=== Given text ===
“Robert White is an American tenor who has had a major career in North America and Britain as a concert and operatic tenor, and as an “”Irish tenor.””
He was born and raised in the Bronx (one of New York City’s five boroughs). His father was from Kerry and his mother from Galway. His father, Joseph White, was a professional singer and radio actor, who played NBC’s The Silver-Masked Tenor. Joseph White brought his son proper vocal delivery and technique beginning at the age of nine. The boy also learned from the records of the leading Irish tenor, John McCormack.
Robert was a chorister at St. Jerome’s Church in the Bronx. He was for several years asked to sing at Cardinal Spellman’s annual Christmas Party for the New York Foundling Hospital. At one of them he was seated next to Mrs. John McCormack. Her son, Count Cyril McCormack, gave White a silver cup, roses, and an Irish harp for his contribution to Irish song.
=== Excerpted data ===
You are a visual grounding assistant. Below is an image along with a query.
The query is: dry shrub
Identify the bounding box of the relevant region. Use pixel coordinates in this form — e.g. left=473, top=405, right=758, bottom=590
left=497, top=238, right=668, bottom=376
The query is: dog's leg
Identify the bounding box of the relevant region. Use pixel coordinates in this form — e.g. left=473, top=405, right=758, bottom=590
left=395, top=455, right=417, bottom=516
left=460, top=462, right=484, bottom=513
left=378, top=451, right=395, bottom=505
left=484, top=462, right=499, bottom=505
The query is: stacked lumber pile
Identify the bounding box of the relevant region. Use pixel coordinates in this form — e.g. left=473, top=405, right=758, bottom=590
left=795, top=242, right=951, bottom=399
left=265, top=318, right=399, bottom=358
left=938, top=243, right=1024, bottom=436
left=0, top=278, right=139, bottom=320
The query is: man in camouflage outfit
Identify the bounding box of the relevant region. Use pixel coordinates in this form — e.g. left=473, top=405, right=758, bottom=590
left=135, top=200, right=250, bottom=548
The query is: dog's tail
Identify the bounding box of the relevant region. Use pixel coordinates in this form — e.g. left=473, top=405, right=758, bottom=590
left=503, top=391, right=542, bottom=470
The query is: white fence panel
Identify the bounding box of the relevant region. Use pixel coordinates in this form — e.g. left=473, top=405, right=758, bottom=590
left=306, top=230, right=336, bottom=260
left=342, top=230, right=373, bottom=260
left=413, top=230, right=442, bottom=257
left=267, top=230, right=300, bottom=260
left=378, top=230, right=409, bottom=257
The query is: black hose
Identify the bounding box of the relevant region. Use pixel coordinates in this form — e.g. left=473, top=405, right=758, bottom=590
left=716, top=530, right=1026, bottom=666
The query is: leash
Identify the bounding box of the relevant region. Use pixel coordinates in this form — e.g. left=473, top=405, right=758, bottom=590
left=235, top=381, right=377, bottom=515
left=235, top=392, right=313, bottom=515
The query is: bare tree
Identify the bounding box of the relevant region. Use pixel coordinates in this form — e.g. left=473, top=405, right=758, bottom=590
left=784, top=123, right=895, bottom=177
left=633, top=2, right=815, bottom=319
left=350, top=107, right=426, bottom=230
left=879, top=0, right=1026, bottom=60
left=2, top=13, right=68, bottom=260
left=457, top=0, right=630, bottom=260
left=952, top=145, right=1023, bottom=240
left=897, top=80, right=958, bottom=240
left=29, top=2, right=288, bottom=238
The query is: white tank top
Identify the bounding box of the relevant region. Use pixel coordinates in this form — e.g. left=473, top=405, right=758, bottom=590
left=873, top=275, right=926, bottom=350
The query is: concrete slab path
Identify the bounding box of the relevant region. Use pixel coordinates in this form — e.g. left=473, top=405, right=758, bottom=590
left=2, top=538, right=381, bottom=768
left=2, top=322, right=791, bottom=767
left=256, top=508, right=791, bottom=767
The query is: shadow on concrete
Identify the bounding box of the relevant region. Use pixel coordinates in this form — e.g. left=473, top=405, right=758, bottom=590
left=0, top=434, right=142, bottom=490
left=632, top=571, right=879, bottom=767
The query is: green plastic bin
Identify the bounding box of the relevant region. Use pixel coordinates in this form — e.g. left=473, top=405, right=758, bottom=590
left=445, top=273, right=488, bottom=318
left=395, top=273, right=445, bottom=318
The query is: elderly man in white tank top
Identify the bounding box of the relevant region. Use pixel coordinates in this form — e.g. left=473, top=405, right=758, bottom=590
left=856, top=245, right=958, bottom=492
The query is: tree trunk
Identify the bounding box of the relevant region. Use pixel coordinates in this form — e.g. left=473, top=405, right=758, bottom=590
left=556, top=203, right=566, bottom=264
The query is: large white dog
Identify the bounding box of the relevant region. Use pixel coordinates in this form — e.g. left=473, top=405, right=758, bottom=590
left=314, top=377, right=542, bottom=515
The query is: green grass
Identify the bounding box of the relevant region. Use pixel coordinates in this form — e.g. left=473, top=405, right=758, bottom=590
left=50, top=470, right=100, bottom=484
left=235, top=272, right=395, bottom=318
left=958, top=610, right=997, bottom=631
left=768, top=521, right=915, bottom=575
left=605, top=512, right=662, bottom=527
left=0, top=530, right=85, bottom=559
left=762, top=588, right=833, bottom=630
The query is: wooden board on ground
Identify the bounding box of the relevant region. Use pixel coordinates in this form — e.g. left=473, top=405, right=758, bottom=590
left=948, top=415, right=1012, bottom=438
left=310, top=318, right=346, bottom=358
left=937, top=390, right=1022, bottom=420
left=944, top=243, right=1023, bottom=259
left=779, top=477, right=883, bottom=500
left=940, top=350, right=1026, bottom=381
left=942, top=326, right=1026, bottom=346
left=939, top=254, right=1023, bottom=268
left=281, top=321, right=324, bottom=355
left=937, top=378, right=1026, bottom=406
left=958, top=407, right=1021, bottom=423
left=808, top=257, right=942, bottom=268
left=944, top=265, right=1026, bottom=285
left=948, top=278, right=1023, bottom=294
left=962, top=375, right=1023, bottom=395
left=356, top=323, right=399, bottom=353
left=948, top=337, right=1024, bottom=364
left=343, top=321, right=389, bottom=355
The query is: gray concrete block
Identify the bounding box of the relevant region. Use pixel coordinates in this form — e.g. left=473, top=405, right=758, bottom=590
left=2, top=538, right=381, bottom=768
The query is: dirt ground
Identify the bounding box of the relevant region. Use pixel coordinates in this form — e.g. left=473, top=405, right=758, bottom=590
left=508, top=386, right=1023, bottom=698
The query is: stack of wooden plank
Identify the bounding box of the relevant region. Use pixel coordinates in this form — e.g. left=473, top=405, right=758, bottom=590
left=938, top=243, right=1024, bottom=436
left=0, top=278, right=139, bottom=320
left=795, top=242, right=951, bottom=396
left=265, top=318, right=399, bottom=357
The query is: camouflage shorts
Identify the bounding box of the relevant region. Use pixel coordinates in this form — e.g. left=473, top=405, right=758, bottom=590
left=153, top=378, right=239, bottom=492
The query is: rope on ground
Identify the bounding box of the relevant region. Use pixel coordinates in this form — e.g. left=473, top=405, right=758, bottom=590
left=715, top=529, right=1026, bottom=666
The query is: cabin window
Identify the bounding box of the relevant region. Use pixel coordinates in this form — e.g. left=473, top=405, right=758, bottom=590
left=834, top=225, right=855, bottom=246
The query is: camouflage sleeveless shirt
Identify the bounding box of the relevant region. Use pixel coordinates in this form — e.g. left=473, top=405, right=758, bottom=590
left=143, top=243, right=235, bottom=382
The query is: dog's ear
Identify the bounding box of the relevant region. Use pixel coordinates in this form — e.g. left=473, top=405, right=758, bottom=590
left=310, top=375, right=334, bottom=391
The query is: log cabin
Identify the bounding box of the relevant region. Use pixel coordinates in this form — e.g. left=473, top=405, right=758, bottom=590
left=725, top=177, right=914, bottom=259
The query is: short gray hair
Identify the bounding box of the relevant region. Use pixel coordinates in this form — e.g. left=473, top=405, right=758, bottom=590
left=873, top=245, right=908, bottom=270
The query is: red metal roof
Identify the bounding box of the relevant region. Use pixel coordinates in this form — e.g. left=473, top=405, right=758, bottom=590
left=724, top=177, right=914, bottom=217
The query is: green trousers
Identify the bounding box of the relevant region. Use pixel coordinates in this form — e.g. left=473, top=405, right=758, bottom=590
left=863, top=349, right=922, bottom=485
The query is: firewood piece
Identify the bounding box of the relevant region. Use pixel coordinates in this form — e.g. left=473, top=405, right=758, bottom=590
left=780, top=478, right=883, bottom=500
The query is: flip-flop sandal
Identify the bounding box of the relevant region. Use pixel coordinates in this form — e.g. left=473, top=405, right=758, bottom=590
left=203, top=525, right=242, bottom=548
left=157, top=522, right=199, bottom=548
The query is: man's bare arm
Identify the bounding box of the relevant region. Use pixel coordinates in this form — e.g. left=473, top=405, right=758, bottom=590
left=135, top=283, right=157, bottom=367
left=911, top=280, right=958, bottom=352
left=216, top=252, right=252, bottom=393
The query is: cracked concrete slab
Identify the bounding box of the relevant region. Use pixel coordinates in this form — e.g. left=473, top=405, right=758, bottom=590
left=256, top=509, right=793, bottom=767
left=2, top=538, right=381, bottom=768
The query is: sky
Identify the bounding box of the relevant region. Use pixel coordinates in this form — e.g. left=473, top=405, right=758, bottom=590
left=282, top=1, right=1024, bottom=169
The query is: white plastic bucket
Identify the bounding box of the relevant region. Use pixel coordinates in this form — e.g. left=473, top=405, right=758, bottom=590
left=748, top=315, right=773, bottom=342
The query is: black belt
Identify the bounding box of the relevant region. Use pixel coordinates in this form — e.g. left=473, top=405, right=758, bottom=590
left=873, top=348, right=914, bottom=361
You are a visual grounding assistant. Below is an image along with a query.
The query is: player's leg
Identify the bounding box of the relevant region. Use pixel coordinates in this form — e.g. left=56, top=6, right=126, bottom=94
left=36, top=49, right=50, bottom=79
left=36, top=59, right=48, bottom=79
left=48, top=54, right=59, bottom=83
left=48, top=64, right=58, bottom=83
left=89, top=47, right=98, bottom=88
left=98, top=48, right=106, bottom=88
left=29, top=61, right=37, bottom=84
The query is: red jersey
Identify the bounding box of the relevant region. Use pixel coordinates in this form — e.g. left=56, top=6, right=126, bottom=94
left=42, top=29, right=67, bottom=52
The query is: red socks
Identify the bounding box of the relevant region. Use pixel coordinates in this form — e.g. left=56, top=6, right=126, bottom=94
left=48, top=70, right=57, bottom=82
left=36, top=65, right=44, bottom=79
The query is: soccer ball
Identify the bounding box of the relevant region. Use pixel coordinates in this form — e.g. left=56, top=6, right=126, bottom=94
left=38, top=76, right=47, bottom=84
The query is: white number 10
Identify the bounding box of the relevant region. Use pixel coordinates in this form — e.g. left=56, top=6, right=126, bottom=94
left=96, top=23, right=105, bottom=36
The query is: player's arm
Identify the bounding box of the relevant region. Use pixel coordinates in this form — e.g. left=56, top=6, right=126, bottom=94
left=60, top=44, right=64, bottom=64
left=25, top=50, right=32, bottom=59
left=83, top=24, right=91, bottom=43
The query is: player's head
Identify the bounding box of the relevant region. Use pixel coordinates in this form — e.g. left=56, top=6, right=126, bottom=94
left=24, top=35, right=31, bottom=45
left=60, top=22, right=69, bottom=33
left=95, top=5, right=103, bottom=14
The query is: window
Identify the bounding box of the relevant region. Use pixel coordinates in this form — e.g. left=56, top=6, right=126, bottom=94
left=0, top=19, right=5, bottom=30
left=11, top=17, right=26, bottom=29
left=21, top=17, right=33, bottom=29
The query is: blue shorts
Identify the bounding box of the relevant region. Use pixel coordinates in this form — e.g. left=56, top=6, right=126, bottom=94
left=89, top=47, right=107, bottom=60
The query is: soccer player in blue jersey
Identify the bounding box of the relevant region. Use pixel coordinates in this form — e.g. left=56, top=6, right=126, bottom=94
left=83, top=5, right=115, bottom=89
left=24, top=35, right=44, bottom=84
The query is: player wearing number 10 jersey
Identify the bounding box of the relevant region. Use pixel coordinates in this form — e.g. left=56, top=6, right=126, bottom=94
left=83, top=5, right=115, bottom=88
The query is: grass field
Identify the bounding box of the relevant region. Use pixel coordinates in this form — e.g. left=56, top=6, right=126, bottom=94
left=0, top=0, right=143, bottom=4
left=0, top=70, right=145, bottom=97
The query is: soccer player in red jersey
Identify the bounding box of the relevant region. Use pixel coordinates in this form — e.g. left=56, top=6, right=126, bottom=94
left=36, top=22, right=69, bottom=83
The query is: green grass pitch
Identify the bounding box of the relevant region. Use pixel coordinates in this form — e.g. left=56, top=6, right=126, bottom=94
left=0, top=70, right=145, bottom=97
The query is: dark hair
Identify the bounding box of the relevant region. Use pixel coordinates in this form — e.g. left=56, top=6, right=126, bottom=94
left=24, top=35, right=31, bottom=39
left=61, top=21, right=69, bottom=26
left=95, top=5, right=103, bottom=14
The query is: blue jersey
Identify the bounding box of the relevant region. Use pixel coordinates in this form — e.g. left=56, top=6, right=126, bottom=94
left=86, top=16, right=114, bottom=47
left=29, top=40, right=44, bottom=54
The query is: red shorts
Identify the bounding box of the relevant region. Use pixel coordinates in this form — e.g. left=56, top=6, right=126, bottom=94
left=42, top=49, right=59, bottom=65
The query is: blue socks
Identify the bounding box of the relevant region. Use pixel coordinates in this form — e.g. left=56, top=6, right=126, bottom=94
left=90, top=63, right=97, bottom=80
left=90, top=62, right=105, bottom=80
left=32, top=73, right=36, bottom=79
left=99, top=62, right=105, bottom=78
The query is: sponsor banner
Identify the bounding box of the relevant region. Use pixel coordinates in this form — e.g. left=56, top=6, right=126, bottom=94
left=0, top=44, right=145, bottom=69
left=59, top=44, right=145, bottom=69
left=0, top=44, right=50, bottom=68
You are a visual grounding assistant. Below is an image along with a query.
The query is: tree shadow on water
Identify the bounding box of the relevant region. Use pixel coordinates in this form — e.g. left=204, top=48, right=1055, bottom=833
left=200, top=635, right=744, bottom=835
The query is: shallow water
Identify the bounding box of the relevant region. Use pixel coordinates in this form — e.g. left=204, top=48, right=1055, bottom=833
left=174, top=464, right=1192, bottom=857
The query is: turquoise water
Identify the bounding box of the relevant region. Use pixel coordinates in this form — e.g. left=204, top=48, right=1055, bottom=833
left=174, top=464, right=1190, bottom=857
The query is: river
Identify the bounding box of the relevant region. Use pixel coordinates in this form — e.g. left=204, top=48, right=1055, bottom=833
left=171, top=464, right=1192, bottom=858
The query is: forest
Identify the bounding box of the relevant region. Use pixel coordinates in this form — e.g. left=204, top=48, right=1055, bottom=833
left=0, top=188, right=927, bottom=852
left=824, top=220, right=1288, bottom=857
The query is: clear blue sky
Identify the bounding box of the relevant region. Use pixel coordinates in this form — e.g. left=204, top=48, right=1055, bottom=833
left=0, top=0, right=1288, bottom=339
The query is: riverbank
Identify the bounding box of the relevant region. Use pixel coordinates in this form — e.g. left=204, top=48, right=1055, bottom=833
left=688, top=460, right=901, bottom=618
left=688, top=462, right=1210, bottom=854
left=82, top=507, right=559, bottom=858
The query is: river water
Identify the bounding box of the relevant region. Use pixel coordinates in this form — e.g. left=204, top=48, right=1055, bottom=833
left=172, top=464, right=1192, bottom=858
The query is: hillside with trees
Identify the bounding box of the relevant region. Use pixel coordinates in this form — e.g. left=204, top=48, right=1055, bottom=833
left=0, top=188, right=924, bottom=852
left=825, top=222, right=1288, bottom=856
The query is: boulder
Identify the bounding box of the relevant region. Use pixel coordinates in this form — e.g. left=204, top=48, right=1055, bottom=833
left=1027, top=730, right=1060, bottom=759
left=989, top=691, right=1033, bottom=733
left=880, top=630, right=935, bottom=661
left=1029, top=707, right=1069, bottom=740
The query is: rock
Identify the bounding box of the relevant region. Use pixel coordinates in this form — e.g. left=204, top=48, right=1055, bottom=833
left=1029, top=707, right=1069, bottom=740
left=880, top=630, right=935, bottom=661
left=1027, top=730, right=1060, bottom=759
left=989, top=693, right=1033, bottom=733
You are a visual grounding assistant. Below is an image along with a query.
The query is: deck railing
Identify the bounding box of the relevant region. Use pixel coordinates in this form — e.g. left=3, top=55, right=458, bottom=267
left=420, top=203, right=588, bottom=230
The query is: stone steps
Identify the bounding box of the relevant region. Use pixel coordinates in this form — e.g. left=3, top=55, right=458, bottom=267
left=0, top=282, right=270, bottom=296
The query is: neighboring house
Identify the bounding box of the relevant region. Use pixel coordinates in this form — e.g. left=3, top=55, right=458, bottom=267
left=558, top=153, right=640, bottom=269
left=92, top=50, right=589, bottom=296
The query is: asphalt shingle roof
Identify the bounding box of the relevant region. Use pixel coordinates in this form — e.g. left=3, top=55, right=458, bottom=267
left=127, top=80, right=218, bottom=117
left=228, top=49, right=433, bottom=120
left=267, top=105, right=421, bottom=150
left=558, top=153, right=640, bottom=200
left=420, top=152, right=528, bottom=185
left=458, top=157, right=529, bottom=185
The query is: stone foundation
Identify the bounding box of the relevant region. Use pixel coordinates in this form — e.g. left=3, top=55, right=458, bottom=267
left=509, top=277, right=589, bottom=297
===
*Exercise objective*. Pick up the biographical sketch of tenor Robert White and carry it forward from its final sentence.

*Final answer*.
Beginning in 1945, Bobby White began appearing regularly as an actor and singer on radio programs. He was a regular member of Coast to Coast on a Bus, hosted by Milton Cross, and had several soap opera roles. One of radio’s best running gags was the supposed feud between Jack Benny and Fred Allen. Since Benny had a resident Irish tenor (Dennis Day) it was natural that Allen hired Bobby White. On the show, he sang with such stars as Bing Crosby and Frank Sinatra, and in one skit played a Scoutmaster (Humphrey Bogart was the Boy Scout!)
At the same time, he was a serious high school student, and then continued at Hunter College. After that, he studied voice with Gerard Souzay and pursued further musical studies with Nadia Boulanger. He was interested in a wide range of musical history. In addition to premiering works by Milton Babbitt, Gian Carlo Menotti, and Samuel Barber, he joined the New York Pro Musica under Noah Greenberg, one of the U.S.’s finest pioneer early music ensembles. He obtained his Masters at Juilliard in 1968, started teaching music history at Hunter and the Manhattan School of Music, and continued his professional singing career.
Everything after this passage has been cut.